* [Passage provided]

··········

Ahoy, mateys!
My development journey of the first version of the geo-distributed messenger has ended. So in this last article of the series, I’d like to talk about multi-region database deployment options that were validated for the messenger.
The high-level architecture of the geo-messenger is represented below:
The microservice instances of the application layer are scattered across the globe in cloud regions of choice. The API layer, powered by Kong Gateway, lets the microservices communicate with each other via simple REST endpoints.
The global load balancer intercepts user requests at the nearest PoP (point-of-presence) and forwards the requests to microservice instances that are geographically closest to the user.
Once the microservice instance receives a request from the load balancer, it’s very likely that the service will need to read data from the database or write changes to it. And this step can become a painful bottleneck—an issue that you will need to solve if the data (database) is located far away from the microservice instance and the user.
In this article, I’ll select a few multi-region database deployment options and demonstrate how to keep the read and write latency for database queries low regardless of the user’s location.
So, if you’re still with me on this journey, then, as the pirates used to say, “Weigh anchor and hoist the mizzen!” which means, “Pull up the anchor and get this ship sailing!”
Multi-Region Database Deployment Options
There is no silver bullet for multi-region database deployments. It’s all about tradeoffs. Each option provides advantages, while others cost you something.
YugabyteDB, my distributed SQL database of choice, supports four multi-region database deployment options that are used by geo-distributed applications:
Single Stretched Cluster: The database cluster is “stretched” across multiple regions. The regions are usually located in relatively close proximity (e.g., US Midwest and East regions).
Single Stretched Cluster With Read Replicas: As with the previous option, the cluster is deployed in one geographic location (e.g., North America) across cloud regions in relatively close proximity (e.g., US Midwest and East regions). But with this option, you can add read replica nodes to distant geographic locations (e.g., Europe and Asia) to improve performance for read workloads.
Single Geo-Partitioned Cluster: The database cluster is spread across multiple distant geographic locations (e.g. North America, Europe, and Asia). Each geographic location has its own group of nodes deployed across one or more local regions in close proximity (e.g., US Midwest and East regions). Data is automatically pinned to a specific group of nodes based on the value of a geo-partitioning column. With this deployment option, you achieve low latency for both read and write workloads across the globe.

··········

* [Given entries]
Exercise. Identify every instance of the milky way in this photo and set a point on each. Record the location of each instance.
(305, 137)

··········

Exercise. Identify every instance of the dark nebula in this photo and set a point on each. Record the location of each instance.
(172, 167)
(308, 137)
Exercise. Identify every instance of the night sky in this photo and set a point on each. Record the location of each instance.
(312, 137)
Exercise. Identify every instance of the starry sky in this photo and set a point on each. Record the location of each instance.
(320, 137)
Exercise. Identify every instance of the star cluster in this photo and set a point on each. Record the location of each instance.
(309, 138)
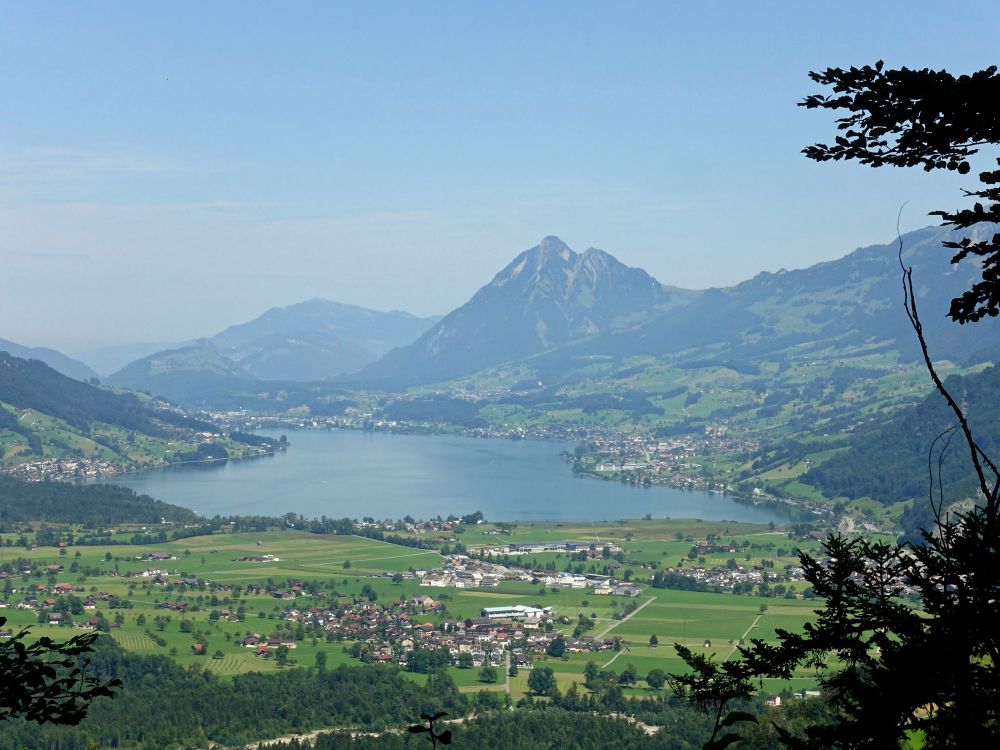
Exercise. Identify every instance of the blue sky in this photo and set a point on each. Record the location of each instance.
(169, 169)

··········

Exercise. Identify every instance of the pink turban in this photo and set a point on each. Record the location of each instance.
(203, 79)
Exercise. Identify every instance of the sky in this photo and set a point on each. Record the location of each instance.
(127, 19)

··········

* [Stated goal 1]
Please answer these questions from the geo-messenger article, one answer per line, marked as the questions are:
(a) What powers the API layer?
(b) Where does the global load balancer intercept user requests?
(c) How many multi-region database deployment options does YugabyteDB support?
* [Stated goal 2]
Report each line of the listing that contains the string "pink", copying the lines word for word.

* [Complete answer 1]
(a) Kong Gateway
(b) At the nearest PoP (point-of-presence)
(c) Four

* [Complete answer 2]
Exercise. Identify every instance of the pink turban in this photo and set a point on each. Record the location of each instance.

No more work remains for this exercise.